### Task brief
Your task is to repeat, word for word, the line containing "positive clicks: (358, 249)" and all lines that follow it to the end of the material, and no other lines.

### Dataset excerpts
****

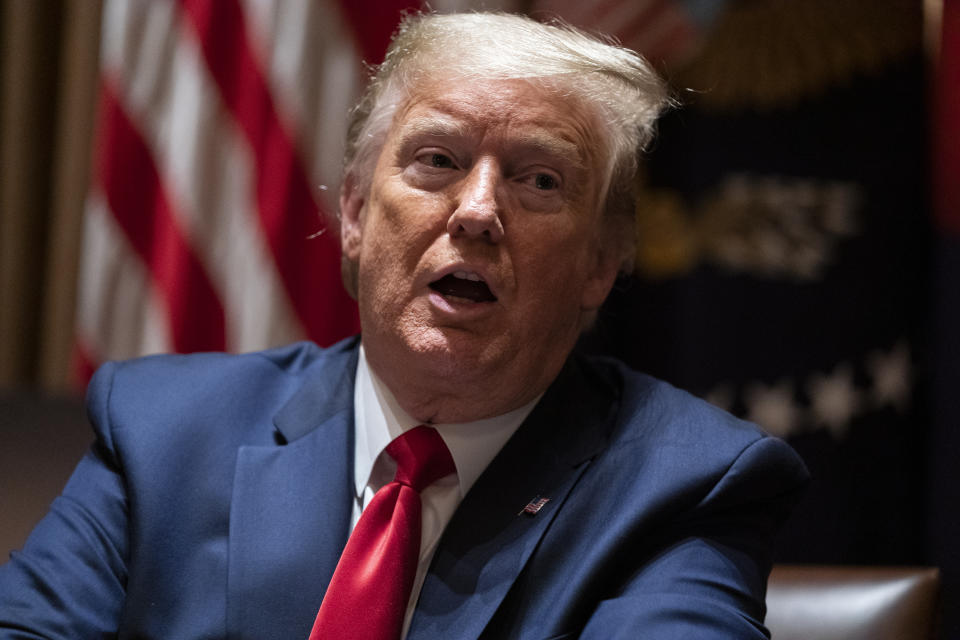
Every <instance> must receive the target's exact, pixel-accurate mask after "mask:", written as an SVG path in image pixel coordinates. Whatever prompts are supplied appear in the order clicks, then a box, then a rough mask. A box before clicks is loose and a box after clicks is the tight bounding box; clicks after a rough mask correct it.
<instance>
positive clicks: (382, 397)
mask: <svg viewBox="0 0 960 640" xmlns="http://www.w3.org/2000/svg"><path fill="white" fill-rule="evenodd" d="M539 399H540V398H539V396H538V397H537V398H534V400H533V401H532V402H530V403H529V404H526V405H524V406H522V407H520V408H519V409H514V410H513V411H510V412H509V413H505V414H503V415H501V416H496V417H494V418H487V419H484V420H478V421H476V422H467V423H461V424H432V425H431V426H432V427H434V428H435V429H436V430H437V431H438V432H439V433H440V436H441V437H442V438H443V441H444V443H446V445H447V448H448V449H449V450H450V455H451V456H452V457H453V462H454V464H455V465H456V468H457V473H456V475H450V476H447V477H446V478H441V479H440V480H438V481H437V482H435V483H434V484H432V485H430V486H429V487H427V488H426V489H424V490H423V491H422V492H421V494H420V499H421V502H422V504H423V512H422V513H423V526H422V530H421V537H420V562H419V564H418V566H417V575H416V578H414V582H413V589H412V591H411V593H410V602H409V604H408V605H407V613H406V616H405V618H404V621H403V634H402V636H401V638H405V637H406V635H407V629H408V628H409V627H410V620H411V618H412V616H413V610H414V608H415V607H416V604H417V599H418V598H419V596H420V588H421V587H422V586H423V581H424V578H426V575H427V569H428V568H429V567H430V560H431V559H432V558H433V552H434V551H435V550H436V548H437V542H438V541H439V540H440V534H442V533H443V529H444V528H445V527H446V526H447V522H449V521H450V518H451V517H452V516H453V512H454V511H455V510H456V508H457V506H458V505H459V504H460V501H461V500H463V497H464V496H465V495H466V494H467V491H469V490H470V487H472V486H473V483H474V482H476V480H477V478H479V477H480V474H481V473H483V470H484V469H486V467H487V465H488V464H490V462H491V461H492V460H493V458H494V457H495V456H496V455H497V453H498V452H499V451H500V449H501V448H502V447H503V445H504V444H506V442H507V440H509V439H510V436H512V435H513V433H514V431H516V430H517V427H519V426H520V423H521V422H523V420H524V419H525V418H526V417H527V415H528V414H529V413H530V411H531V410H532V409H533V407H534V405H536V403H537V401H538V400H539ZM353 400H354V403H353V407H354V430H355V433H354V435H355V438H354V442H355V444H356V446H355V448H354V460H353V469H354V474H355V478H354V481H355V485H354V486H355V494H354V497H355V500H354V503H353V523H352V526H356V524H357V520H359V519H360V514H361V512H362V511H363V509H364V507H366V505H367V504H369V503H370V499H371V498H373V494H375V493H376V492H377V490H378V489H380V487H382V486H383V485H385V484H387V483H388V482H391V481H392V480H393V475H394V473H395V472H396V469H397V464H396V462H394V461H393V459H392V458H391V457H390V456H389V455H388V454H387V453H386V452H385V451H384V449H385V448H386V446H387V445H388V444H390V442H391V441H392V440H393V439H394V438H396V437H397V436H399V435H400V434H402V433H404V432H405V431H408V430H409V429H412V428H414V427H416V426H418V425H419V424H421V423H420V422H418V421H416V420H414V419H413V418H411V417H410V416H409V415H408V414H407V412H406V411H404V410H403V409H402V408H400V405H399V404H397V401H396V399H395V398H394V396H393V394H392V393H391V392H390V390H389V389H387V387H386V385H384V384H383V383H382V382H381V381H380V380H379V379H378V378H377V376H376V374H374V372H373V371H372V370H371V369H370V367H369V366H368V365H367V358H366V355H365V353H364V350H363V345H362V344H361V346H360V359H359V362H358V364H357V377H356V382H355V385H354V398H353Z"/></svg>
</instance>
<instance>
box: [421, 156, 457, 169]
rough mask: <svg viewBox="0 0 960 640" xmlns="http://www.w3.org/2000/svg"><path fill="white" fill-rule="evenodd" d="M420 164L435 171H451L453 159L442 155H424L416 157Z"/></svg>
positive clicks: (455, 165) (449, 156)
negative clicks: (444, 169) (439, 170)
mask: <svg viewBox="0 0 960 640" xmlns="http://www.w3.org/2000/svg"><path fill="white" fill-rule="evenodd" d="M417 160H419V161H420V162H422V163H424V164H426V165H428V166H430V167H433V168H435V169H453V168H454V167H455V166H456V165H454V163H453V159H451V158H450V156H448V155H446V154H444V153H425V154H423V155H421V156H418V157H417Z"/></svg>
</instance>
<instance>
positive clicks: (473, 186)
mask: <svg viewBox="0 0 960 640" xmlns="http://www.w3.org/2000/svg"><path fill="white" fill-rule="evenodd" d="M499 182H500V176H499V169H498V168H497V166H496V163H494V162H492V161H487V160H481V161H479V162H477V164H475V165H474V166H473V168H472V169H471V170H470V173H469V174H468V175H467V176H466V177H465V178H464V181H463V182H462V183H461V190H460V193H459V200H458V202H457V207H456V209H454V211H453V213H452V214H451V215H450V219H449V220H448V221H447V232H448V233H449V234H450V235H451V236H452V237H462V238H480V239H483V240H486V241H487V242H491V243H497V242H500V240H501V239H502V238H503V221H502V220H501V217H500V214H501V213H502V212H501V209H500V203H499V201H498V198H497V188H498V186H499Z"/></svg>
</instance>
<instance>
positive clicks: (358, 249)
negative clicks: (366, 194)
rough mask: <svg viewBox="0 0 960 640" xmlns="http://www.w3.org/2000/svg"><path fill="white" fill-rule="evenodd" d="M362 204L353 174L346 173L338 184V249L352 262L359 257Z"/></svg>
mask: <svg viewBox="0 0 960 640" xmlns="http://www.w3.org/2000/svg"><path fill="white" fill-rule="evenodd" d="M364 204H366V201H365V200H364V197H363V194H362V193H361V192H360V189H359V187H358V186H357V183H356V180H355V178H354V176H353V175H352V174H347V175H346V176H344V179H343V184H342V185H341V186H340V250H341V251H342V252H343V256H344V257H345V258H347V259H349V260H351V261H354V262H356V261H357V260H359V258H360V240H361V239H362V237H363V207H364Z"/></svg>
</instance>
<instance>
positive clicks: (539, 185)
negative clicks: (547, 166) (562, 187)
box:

****

### Solution for this problem
positive clicks: (358, 249)
negative clicks: (366, 194)
rough mask: <svg viewBox="0 0 960 640" xmlns="http://www.w3.org/2000/svg"><path fill="white" fill-rule="evenodd" d="M362 204L353 174L346 173L338 184V249L352 262L359 257Z"/></svg>
mask: <svg viewBox="0 0 960 640" xmlns="http://www.w3.org/2000/svg"><path fill="white" fill-rule="evenodd" d="M364 204H366V201H365V200H364V197H363V194H362V193H361V192H360V189H359V187H358V186H357V183H356V180H355V178H354V176H353V175H352V174H347V175H346V176H344V179H343V184H342V185H341V186H340V250H341V251H342V252H343V256H344V257H345V258H347V259H349V260H351V261H354V262H356V261H357V260H359V258H360V240H361V239H362V237H363V207H364Z"/></svg>
</instance>
<instance>
positive clicks: (539, 185)
negative clicks: (547, 166) (562, 187)
box:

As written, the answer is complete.